ВЫБРАННЫЙ ОТРЫВОК

Между сном и молитвой контраст был разительный. Монастырская молитва предполагала мышечную нагрузку, даже если речь не шла о совмещении ее с физическим трудом: на молении в храме надлежало стоять с поднятыми руками. Эта поза не давала заснуть и приводила в порядок разум. В «Наставлении» Орсисия пахомианским обителям давался такой совет: «…когда вы молитесь и не желаете быть небрежными и отвлекаться на всякие мысли, а руки ваши простерты, то не спешите опускать их, ибо через усталость и боль лишние мысли иссякнут». Физическое положение стоя, кроме задачи противостоять рассеянности, имело и другую задачу – устремлять сознание ввысь. «Давайте же будем стоять во время псалмопения, чтобы наш ум пребывал в согласии с нашим голосом», – говорилось в бенедиктинском «Уставе». «Столпники» – отшельники, устроившиеся на колоннах, – доводили эту идею до крайности. Знаменитейший из них, Симеон, прославился своим стоячим марафоном, а это была «такая вещь, самый рассказ о которой – за пределами возможностей смертных без Божьей помощи», как писал его сирийский агиограф Феодорит Кирский[94]. В житии говорится, что даже когда одна ступня Симеона серьезно загноилась от инфекции, сосредоточенность святого ничуть не пошатнулась. Иаков Серугский[95] сочинил восторженную ритмичную гомилию[96], описывающую, как Симеон отсекает зараженную стопу и продолжает стоять на одной ноге, прославляя Господа и утешая ампутированную конечность тем, что они воссоединятся в загробном мире {19}.

ЗАДАНИЕ
Продолжите отрывок о монастырской молитве стоя. Начните сразу после его последнего предложения.

ИСХОДНЫЕ ДАННЫЕ
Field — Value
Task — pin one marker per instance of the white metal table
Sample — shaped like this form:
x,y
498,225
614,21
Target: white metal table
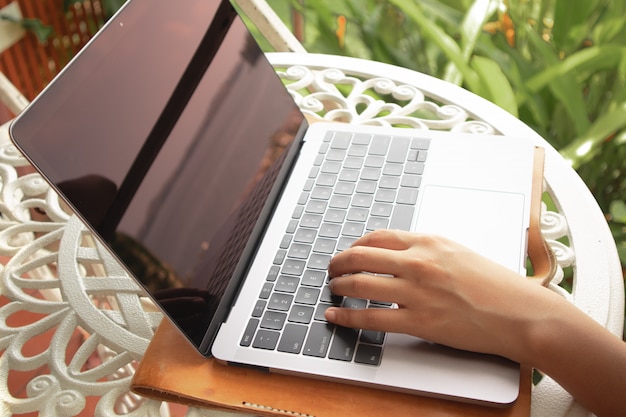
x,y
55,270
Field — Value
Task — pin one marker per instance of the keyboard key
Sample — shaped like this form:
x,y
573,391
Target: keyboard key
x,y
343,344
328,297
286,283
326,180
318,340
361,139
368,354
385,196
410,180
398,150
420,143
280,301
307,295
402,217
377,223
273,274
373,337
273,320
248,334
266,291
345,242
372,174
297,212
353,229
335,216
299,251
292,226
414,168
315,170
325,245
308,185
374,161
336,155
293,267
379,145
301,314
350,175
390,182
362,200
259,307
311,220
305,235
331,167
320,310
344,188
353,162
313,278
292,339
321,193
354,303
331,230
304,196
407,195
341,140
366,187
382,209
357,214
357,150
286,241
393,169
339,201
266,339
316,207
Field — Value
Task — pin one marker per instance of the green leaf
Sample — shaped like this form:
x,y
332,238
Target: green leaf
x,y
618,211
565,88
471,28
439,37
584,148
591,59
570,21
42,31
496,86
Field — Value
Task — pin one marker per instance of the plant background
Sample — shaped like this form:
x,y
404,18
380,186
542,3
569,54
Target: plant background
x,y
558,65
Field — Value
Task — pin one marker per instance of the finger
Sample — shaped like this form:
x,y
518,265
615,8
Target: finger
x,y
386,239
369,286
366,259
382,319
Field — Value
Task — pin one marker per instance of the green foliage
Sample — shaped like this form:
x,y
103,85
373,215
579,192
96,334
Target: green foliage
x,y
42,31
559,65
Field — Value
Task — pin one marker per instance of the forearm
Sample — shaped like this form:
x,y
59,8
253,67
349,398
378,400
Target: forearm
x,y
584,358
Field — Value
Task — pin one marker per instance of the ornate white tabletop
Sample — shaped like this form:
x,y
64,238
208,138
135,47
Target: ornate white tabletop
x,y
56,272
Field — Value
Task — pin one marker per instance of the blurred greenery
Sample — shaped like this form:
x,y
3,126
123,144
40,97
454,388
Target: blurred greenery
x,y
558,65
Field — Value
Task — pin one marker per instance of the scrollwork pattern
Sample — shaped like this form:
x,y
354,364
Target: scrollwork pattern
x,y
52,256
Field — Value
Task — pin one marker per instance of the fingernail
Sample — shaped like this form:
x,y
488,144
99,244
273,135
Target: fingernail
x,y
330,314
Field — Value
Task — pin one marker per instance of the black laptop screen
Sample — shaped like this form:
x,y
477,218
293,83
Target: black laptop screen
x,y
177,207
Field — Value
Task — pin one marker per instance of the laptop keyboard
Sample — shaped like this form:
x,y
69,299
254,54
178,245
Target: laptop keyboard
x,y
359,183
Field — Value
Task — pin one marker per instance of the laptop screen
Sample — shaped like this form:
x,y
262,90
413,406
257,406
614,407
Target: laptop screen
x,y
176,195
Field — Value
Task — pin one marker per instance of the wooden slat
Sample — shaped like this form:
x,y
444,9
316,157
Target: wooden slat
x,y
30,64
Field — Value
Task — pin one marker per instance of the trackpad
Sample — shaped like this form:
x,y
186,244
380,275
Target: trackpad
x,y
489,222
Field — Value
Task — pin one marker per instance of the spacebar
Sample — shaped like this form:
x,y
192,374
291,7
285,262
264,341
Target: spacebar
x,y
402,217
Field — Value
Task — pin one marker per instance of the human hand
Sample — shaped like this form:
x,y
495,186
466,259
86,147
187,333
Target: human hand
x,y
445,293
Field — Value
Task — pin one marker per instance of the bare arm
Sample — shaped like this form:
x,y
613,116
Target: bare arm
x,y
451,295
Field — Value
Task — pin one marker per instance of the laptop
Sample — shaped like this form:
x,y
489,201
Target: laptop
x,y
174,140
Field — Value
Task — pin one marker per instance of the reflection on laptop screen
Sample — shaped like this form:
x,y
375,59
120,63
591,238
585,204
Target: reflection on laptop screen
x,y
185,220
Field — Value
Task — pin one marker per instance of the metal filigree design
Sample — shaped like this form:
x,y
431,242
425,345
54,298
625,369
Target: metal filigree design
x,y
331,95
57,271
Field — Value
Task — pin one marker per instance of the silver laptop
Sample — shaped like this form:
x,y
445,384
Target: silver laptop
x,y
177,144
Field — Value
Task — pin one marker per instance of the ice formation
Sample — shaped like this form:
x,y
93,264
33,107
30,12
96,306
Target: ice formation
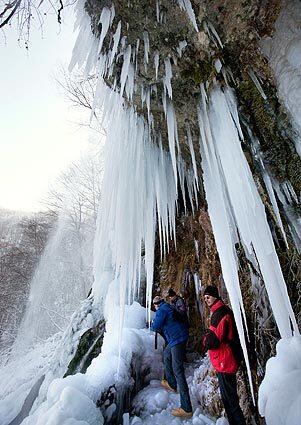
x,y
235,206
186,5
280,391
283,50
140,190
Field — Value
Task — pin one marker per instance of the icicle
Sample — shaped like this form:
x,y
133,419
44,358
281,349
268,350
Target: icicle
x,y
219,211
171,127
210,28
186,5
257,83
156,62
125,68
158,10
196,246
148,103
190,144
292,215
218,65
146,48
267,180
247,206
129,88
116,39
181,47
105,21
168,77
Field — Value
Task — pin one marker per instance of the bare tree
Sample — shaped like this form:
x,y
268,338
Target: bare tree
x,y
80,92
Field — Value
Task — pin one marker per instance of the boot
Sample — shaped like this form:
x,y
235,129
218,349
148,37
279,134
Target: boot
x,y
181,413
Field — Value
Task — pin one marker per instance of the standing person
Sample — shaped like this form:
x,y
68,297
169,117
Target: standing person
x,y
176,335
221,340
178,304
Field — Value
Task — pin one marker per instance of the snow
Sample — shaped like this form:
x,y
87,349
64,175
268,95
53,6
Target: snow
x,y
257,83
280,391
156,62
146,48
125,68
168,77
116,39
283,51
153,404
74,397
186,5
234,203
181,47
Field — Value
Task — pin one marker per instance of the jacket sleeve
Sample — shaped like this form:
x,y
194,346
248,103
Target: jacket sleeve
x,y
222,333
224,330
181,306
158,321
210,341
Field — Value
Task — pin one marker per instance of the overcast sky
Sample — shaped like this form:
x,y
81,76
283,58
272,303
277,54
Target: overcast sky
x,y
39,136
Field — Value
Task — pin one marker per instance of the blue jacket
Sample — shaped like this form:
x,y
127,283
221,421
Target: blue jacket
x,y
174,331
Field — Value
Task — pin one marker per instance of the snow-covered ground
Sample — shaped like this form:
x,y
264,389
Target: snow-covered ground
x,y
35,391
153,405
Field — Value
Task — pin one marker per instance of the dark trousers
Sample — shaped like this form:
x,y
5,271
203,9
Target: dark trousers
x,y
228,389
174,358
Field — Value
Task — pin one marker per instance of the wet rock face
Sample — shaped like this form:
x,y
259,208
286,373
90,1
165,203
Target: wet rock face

ОТВЕТ
Но и без всяких столпов монах должен был держаться прямо в буквальном смысле слова, и в жизнеописаниях отцов-пустынников и матерей-пустынниц полно впечатляющих и вдохновляющих образцов для подражания. Цитировали преподобного Арсения[97], который будто бы говорил, что «монаху достаточно одного часа сна, если он хороший боец». Каждую субботу с вечерней зарей Арсений вставал лицом на восток, спиной к заходящему солнцу, и молился, простирая руки, пока солнце не освещало его утром в воскресенье. Его пример неизменно производил глубокое впечатление на последующие поколения монахов, говорили ли они на греческом, латыни, сирийском, арабском, грузинском, армянском или языке геэз[98]. Палестинский отче Евфимий, например, жадно поглощал истории об Арсении и в итоге решил спать не лежа, а сидя, а то и стоя, уцепившись за веревку, которую он приладил к потолку {20}.
Другие монахи изобретали собственные противосонные приспособления. Повсюду шла молва, что в пахомианской федерации люди спят на наклонных сиденьях. Так же поступали и в монастыре города Амида в северной Месопотамии. Кто-то стоял на столбах, пристегивал себя к стене или подвешивал к потолку веревочные петли, в которые продевались руки. В монастыре Картамин[99] (ныне это юго-восток Турции) предпочитали совсем уж незатейливые технологии: укладываясь, монахи все время перекатывались с боку на бок, так что их тело вообще не замирало, или же втискивались в узкие вертикальные кельи наподобие кладовок, где сесть или лечь было попросту невозможно. Преподобный Сисой Каламонский[100] укладывался на утесе таким образом, чтобы бодрствовать от страха {21}.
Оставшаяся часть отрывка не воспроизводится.